**** Data for this exercise
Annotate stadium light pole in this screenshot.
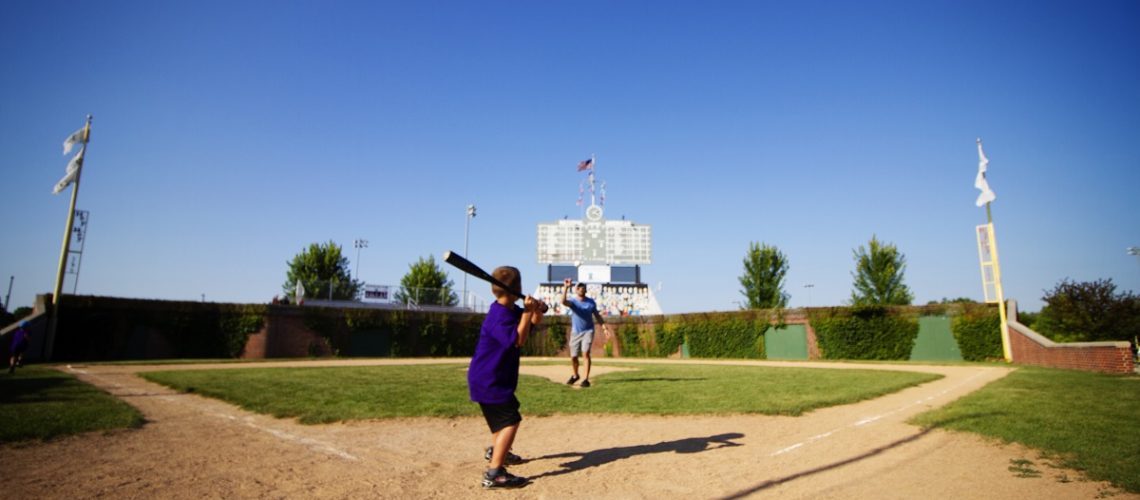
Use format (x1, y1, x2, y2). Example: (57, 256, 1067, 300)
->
(354, 238, 369, 280)
(463, 204, 477, 310)
(804, 283, 814, 308)
(4, 275, 12, 312)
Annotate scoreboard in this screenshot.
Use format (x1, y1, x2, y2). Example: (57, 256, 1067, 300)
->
(537, 204, 651, 265)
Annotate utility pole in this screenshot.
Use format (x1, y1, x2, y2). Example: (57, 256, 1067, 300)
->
(4, 276, 12, 312)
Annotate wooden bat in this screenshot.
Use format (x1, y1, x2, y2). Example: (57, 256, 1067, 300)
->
(442, 251, 549, 312)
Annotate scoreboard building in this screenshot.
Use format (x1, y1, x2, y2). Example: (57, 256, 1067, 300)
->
(536, 203, 661, 315)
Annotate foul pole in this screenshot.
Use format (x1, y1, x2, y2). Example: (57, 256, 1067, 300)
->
(47, 115, 92, 360)
(975, 138, 1011, 361)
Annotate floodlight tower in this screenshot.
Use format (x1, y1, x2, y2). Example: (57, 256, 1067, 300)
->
(463, 204, 476, 309)
(354, 238, 369, 280)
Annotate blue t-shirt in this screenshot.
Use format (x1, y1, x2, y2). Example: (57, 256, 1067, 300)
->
(467, 301, 522, 404)
(566, 296, 599, 334)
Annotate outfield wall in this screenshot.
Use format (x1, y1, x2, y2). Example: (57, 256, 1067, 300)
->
(26, 295, 1135, 373)
(1007, 300, 1134, 374)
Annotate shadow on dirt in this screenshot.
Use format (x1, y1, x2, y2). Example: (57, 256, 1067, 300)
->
(718, 413, 1003, 499)
(530, 432, 745, 480)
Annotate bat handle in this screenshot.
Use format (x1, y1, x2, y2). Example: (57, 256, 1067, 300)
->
(524, 296, 550, 313)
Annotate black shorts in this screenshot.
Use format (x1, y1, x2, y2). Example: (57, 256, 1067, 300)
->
(479, 395, 522, 433)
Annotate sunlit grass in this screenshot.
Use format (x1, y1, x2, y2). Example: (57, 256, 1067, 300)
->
(141, 361, 940, 424)
(911, 367, 1140, 493)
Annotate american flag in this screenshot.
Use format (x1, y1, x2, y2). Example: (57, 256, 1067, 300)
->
(576, 158, 593, 171)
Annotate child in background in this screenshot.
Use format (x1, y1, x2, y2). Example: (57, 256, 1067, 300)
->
(467, 266, 545, 489)
(8, 321, 30, 374)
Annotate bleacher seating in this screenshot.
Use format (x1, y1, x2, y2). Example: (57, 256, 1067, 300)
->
(535, 283, 659, 317)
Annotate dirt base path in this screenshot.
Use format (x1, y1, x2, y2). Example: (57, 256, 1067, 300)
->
(2, 359, 1133, 499)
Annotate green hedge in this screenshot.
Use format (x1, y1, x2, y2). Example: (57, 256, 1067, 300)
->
(654, 321, 685, 357)
(54, 296, 265, 361)
(318, 307, 483, 357)
(951, 304, 1003, 361)
(810, 306, 918, 360)
(521, 320, 567, 357)
(676, 313, 767, 359)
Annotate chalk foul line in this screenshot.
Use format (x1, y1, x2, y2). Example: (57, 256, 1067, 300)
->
(770, 368, 991, 457)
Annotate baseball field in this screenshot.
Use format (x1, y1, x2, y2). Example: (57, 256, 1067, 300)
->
(1, 358, 1137, 499)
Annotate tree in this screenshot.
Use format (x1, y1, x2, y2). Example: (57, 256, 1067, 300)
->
(1035, 278, 1140, 343)
(283, 241, 361, 301)
(738, 242, 789, 309)
(394, 255, 458, 306)
(850, 235, 913, 306)
(927, 297, 977, 305)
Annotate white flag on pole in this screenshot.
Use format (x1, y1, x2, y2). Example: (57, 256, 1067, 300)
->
(975, 139, 996, 207)
(62, 127, 86, 155)
(53, 145, 84, 194)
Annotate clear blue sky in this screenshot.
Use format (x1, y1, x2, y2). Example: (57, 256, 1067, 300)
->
(2, 1, 1138, 314)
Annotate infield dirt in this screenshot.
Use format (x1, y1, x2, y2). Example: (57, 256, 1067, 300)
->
(1, 358, 1133, 499)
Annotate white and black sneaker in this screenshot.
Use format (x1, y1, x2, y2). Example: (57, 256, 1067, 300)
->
(482, 467, 529, 489)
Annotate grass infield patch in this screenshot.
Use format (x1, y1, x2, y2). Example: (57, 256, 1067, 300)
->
(0, 366, 144, 443)
(911, 367, 1140, 493)
(140, 362, 941, 424)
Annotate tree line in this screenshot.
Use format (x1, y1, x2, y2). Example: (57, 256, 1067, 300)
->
(738, 237, 1139, 345)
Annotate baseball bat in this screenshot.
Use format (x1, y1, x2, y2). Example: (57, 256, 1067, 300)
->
(442, 251, 549, 312)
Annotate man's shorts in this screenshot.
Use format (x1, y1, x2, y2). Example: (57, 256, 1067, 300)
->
(479, 395, 522, 433)
(569, 329, 595, 357)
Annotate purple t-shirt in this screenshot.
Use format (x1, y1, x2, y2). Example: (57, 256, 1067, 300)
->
(468, 301, 522, 404)
(10, 327, 28, 352)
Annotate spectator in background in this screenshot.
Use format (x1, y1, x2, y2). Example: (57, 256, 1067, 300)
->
(8, 321, 30, 374)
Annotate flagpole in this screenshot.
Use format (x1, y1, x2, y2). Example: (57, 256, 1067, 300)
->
(589, 153, 597, 206)
(47, 114, 92, 361)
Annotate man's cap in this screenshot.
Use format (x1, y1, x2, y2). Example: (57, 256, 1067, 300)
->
(492, 266, 522, 297)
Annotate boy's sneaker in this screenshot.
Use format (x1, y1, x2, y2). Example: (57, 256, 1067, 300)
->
(580, 379, 591, 388)
(566, 375, 579, 385)
(484, 446, 525, 465)
(482, 467, 529, 489)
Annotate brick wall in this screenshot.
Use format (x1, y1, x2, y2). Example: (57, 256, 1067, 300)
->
(1007, 300, 1135, 375)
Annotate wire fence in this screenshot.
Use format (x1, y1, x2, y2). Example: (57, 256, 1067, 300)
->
(281, 281, 487, 312)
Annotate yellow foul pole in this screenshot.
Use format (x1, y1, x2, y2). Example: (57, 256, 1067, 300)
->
(47, 115, 92, 361)
(986, 204, 1012, 361)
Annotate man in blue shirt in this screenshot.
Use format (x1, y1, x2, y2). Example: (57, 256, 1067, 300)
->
(560, 278, 609, 388)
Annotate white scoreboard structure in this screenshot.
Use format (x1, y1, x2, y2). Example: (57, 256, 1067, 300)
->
(537, 204, 651, 284)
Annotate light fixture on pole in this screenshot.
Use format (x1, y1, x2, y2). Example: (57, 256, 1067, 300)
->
(463, 204, 476, 309)
(804, 283, 814, 308)
(354, 238, 369, 280)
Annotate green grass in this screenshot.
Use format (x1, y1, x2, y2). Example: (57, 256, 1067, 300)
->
(140, 362, 941, 424)
(0, 366, 144, 443)
(911, 367, 1140, 493)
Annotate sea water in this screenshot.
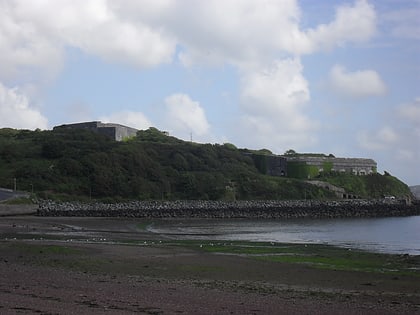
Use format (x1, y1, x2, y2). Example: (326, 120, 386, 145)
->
(148, 215, 420, 255)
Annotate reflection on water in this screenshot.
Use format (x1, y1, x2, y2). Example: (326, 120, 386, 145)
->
(148, 216, 420, 255)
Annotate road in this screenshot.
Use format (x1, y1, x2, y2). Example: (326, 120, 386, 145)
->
(0, 189, 15, 201)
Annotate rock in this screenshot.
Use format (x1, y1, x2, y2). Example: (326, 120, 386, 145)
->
(37, 199, 420, 219)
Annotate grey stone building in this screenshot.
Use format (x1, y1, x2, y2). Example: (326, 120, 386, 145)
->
********
-- Exercise --
Although the records contain pictures, restate them word for word with those pictures left out.

-- Finished exercise --
Annotate stadium light pole in this screenshot.
Use format (x1, y1, x2, y2). Example: (57, 256, 1067, 300)
->
(354, 238, 369, 280)
(463, 204, 477, 310)
(804, 283, 814, 308)
(4, 275, 12, 312)
Annotate scoreboard in this screenshot.
Use format (x1, y1, x2, y2). Example: (57, 256, 1067, 300)
->
(537, 204, 651, 265)
Annotate utility pole in this screenshot.
Use format (x1, y1, x2, y2). Example: (57, 256, 1067, 300)
->
(4, 276, 12, 312)
Annotate wooden bat in this screenshot.
Use format (x1, y1, x2, y2). Example: (57, 256, 1067, 300)
->
(442, 251, 549, 312)
Annotate scoreboard building in this screenshot.
Use format (x1, y1, x2, y2). Example: (57, 256, 1067, 300)
->
(536, 203, 661, 315)
Annotate foul pole in this screenshot.
Use format (x1, y1, x2, y2). Example: (57, 256, 1067, 300)
->
(47, 115, 92, 360)
(975, 138, 1011, 361)
Annotate floodlight tower in this screenshot.
Use format (x1, y1, x2, y2). Example: (57, 256, 1067, 300)
->
(463, 204, 476, 309)
(354, 238, 369, 280)
Annotate blue t-shirt in this screenshot.
Use format (x1, y1, x2, y2). Example: (57, 256, 1067, 300)
->
(467, 301, 522, 404)
(566, 296, 599, 334)
Annotate outfield wall in this screenshot.
Use format (x1, y1, x2, y2). Example: (57, 256, 1067, 300)
->
(26, 295, 1135, 373)
(1007, 300, 1134, 374)
Annotate shadow on dirt in this screenshot.
Use format (x1, y1, x2, y2). Example: (57, 256, 1067, 300)
->
(718, 413, 1003, 499)
(530, 432, 745, 480)
Annotate bat handle in this screenshot.
Use format (x1, y1, x2, y2). Example: (57, 256, 1067, 300)
->
(524, 296, 550, 313)
Annotate black shorts in this screenshot.
Use format (x1, y1, x2, y2). Example: (57, 256, 1067, 300)
->
(479, 395, 522, 433)
Annotate sunlit grass in this screenshot.
Use format (x1, y1, x2, y2). Example: (57, 256, 1067, 300)
->
(141, 361, 940, 424)
(911, 367, 1140, 493)
Annotate american flag in this screenshot.
Use format (x1, y1, x2, y2). Example: (57, 256, 1067, 300)
->
(576, 158, 593, 171)
Annotate child in background in this screenshot.
Use format (x1, y1, x2, y2). Example: (57, 256, 1067, 300)
->
(467, 266, 545, 489)
(8, 321, 30, 374)
Annotate bleacher seating in this screenshot.
Use format (x1, y1, x2, y2). Example: (57, 256, 1067, 300)
->
(535, 283, 659, 317)
Annotate dirt base path in this screenshot.
Use format (x1, y1, x2, y2). Example: (57, 256, 1067, 300)
->
(2, 359, 1133, 499)
Annotate green hedge in this screenshot.
Use format (x1, y1, x2, y2). Example: (57, 256, 1067, 300)
->
(654, 321, 685, 357)
(54, 296, 265, 361)
(318, 307, 483, 357)
(951, 304, 1003, 361)
(810, 306, 918, 360)
(521, 320, 567, 357)
(676, 313, 767, 359)
Annotate chalk foul line in this screenshot.
Use format (x1, y1, x2, y2). Example: (57, 256, 1067, 300)
->
(770, 368, 991, 457)
Annotate baseball field in this screenshot.
Use format (x1, y1, x2, y2). Example: (57, 256, 1067, 300)
->
(1, 358, 1137, 499)
Annotate tree in this screenshot.
Use format (x1, y1, x2, y2). Example: (57, 256, 1067, 300)
->
(1035, 278, 1140, 343)
(283, 241, 361, 301)
(738, 242, 789, 309)
(394, 255, 458, 306)
(850, 235, 913, 306)
(927, 297, 977, 305)
Annotate white flag on pole in this screenshot.
Use format (x1, y1, x2, y2). Example: (57, 256, 1067, 300)
->
(975, 139, 996, 207)
(62, 127, 86, 155)
(53, 145, 84, 194)
Annotate clear blue sky in this screenshot.
Use format (x1, y1, x2, y2). Example: (57, 256, 1067, 300)
->
(2, 1, 1138, 314)
Annotate infield dirt in this screenshot.
Use format (x1, y1, x2, y2). Example: (57, 256, 1067, 300)
->
(1, 358, 1133, 499)
Annotate white and black sneaker in this screenshot.
Use format (x1, y1, x2, y2). Example: (57, 256, 1067, 300)
->
(482, 467, 529, 489)
Annotate grass infield patch in this screenshot.
Use format (x1, y1, x2, y2). Example: (57, 256, 1067, 300)
->
(0, 366, 144, 443)
(911, 367, 1140, 493)
(140, 362, 941, 424)
Annotate tree line in this screenshot.
Use format (x1, y1, x2, y2). Example: (57, 256, 1067, 300)
->
(738, 237, 1139, 345)
Annotate baseball bat in this screenshot.
Use format (x1, y1, x2, y2). Example: (57, 256, 1067, 300)
->
(442, 251, 549, 312)
Annotate man's shorts in this screenshot.
Use format (x1, y1, x2, y2). Example: (57, 256, 1067, 300)
->
(479, 395, 522, 433)
(569, 329, 595, 357)
Annotate purple t-shirt in this screenshot.
Use format (x1, y1, x2, y2). Example: (57, 256, 1067, 300)
->
(468, 301, 522, 404)
(10, 327, 28, 352)
Annotate spectator in background in this screenshot.
Use format (x1, y1, x2, y2). Example: (57, 256, 1067, 300)
->
(8, 321, 30, 374)
Annotate flagpole in this screenshot.
Use format (x1, y1, x2, y2). Example: (57, 256, 1067, 300)
->
(589, 153, 597, 206)
(47, 114, 92, 361)
Annotate man's cap in this screenshot.
Use format (x1, y1, x2, y2). Example: (57, 256, 1067, 300)
->
(492, 266, 522, 297)
Annotate boy's sneaker in this screenshot.
Use format (x1, y1, x2, y2). Example: (57, 256, 1067, 300)
->
(580, 379, 591, 388)
(566, 375, 579, 385)
(484, 446, 525, 465)
(482, 467, 529, 489)
Annotate brick wall in this screenshot.
Use format (x1, y1, x2, y2). Example: (57, 256, 1067, 300)
->
(1007, 300, 1135, 375)
Annotate wire fence in this screenshot.
Use format (x1, y1, x2, y2). Example: (57, 256, 1067, 300)
->
(281, 281, 487, 312)
Annotate yellow foul pole in this screenshot.
Use format (x1, y1, x2, y2). Example: (57, 256, 1067, 300)
->
(47, 115, 92, 361)
(986, 204, 1012, 361)
Annotate man in blue shirt in this screenshot.
Use format (x1, y1, x2, y2). Example: (57, 256, 1067, 300)
->
(560, 278, 609, 388)
Annotate white scoreboard structure in this screenshot.
Use format (x1, y1, x2, y2). Example: (57, 256, 1067, 300)
->
(537, 204, 651, 284)
Annotate light fixture on pole in this screenshot.
Use format (x1, y1, x2, y2). Example: (57, 256, 1067, 300)
->
(463, 204, 476, 309)
(804, 283, 814, 308)
(354, 238, 369, 280)
Annotate green grass in this screenshot.
Use format (x1, y1, x2, y2). Example: (57, 256, 1067, 300)
->
(140, 362, 941, 424)
(0, 366, 144, 443)
(911, 367, 1140, 493)
Annotate sea water in this screenshot.
Use format (x1, y1, x2, y2). Example: (326, 120, 386, 145)
->
(148, 215, 420, 255)
Annotate reflection on water in this screenshot.
Use format (x1, y1, x2, y2). Example: (326, 120, 386, 145)
->
(148, 216, 420, 255)
Annotate road in this screenshot.
Use format (x1, y1, x2, y2). Example: (326, 120, 386, 145)
->
(0, 189, 15, 201)
Annotate rock in this screenshot.
Use format (x1, y1, x2, y2). Example: (326, 120, 386, 145)
->
(37, 199, 420, 219)
Annotate grey stone building in this screenshot.
Use format (x1, y1, x2, y2). Example: (326, 120, 386, 145)
->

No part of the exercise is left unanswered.